[Excerpted data Boundary: Start]

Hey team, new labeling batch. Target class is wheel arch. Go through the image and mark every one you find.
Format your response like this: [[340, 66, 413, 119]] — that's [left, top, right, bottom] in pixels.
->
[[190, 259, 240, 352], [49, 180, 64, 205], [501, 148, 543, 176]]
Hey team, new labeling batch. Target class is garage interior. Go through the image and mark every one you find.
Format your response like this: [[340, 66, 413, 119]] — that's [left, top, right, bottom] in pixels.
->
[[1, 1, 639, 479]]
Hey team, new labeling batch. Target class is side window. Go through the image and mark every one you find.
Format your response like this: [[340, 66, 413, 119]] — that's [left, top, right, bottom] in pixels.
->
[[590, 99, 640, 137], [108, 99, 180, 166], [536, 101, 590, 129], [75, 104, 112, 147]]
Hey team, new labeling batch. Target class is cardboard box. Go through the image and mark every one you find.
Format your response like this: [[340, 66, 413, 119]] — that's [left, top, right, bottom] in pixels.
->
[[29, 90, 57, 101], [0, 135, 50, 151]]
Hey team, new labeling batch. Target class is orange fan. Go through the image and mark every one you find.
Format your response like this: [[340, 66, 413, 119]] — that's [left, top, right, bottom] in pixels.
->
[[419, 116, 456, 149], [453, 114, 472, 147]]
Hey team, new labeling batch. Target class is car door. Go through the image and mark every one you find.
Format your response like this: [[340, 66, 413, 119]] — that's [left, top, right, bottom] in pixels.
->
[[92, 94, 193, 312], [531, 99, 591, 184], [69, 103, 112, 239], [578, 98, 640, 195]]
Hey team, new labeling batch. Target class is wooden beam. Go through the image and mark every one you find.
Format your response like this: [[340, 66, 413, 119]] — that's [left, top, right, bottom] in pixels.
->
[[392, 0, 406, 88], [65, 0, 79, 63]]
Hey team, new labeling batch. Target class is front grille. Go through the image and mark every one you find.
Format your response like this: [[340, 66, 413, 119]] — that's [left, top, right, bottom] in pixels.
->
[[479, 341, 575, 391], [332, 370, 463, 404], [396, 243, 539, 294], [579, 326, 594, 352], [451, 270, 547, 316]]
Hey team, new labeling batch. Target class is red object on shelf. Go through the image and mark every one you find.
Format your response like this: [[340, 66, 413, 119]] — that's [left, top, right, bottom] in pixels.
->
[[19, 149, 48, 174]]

[Excerpted data Boundary: End]

**What is required:**
Your task is to retype the records precisely as they stand.

**Written solution:**
Hey team, new labeling batch. Target class is wheel arch. Go through the image and mark every one you find.
Format your response like this: [[340, 66, 413, 119]] — that's [left, top, right, bottom] in pixels.
->
[[190, 259, 240, 352], [49, 180, 64, 205], [501, 148, 543, 176]]
Hey team, new labeling batch. Target class is garage interior. Go through the image and mark every one you find.
Format your response like this: [[340, 66, 413, 119]] — that's [left, top, right, bottom] in pixels.
->
[[1, 1, 639, 479]]
Hey team, new labeling batch. Target class is side window. Go through the image and mark every one you find.
Format your response like this: [[340, 66, 413, 119]] — that's [left, top, right, bottom] in pixels.
->
[[590, 99, 640, 137], [108, 99, 180, 166], [536, 101, 590, 129], [75, 104, 112, 147]]
Hey team, new labeling batch. Target class is cardboard box. Go through the image and mark every one you find.
Format your response like this: [[340, 66, 413, 119]] — that's [left, top, right, bottom] in pixels.
->
[[29, 90, 57, 101], [0, 135, 50, 151]]
Hey team, new labeling batch. Target class is orange fan. Go through the image and mark every one you find.
Format your response like this: [[340, 66, 413, 119]] — that's [left, top, right, bottom] in pixels.
->
[[419, 116, 456, 149], [453, 114, 472, 147]]
Hey team, new labeling batch. Target class is car door. Go through the image and mark every one you find.
Format your response like this: [[340, 66, 413, 119]] — that's [left, top, right, bottom] in pixels.
->
[[92, 94, 193, 312], [531, 99, 591, 184], [69, 103, 112, 239], [578, 98, 640, 195]]
Hey team, new labeling batch. Target class is wooden beam. Go through the image and mark every one you find.
Format your response like this: [[340, 66, 413, 119]] — that's [left, top, right, bottom] in pixels.
->
[[392, 0, 406, 88], [65, 0, 79, 63]]
Hey team, new labeling batch. Target class is front grille. Go through the image and mark every one you find.
Format your response like this: [[340, 66, 413, 119]] — that's [left, top, right, bottom] in pixels.
->
[[479, 341, 575, 391], [332, 370, 463, 404], [396, 243, 539, 294], [579, 326, 594, 352], [451, 270, 547, 316]]
Hey team, new labeling batch. Target class is red object on shelf. Go through the image and mark every one you find.
Format your response like this: [[340, 66, 413, 119]] — that's [left, top, right, bottom] in pixels.
->
[[19, 149, 48, 174]]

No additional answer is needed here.